* Given task
Rewrite all of the data below, changing each "spot" to "locate" and keeping everything else the same. Omit the pictures from your version.

>> begin Supplied records

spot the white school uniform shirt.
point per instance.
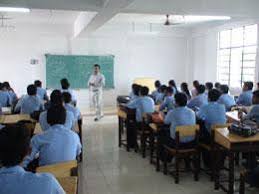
(98, 80)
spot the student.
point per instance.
(14, 146)
(65, 88)
(56, 100)
(253, 114)
(144, 104)
(156, 92)
(194, 91)
(5, 98)
(225, 98)
(200, 100)
(168, 103)
(58, 144)
(245, 98)
(69, 107)
(41, 92)
(161, 95)
(180, 116)
(185, 90)
(172, 84)
(30, 103)
(212, 113)
(11, 92)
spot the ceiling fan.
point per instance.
(170, 22)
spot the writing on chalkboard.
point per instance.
(77, 69)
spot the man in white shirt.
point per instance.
(96, 83)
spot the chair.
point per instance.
(210, 148)
(69, 184)
(184, 153)
(64, 169)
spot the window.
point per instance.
(237, 55)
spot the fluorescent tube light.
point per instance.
(14, 9)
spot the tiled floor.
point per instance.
(109, 170)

>> end Supplied records

* Solution to the problem
locate the white school uniform shirt.
point per instance.
(98, 80)
locate the student.
point per instance.
(14, 146)
(65, 88)
(56, 100)
(253, 114)
(144, 104)
(156, 92)
(194, 91)
(5, 98)
(225, 98)
(200, 100)
(168, 103)
(58, 144)
(245, 98)
(69, 107)
(41, 92)
(161, 95)
(180, 116)
(185, 90)
(172, 84)
(30, 103)
(212, 113)
(11, 92)
locate the ceiling fan.
point per instance.
(170, 22)
locate the writing on chalkboard.
point per instance.
(77, 69)
locate the man in white shirt.
point per instance.
(96, 83)
locate the chair.
point per instance.
(210, 148)
(69, 184)
(184, 153)
(64, 169)
locate the window.
point per instance.
(237, 55)
locate the fluorescent tube light.
point per instance.
(14, 9)
locate the tiled floor.
point per instance.
(109, 170)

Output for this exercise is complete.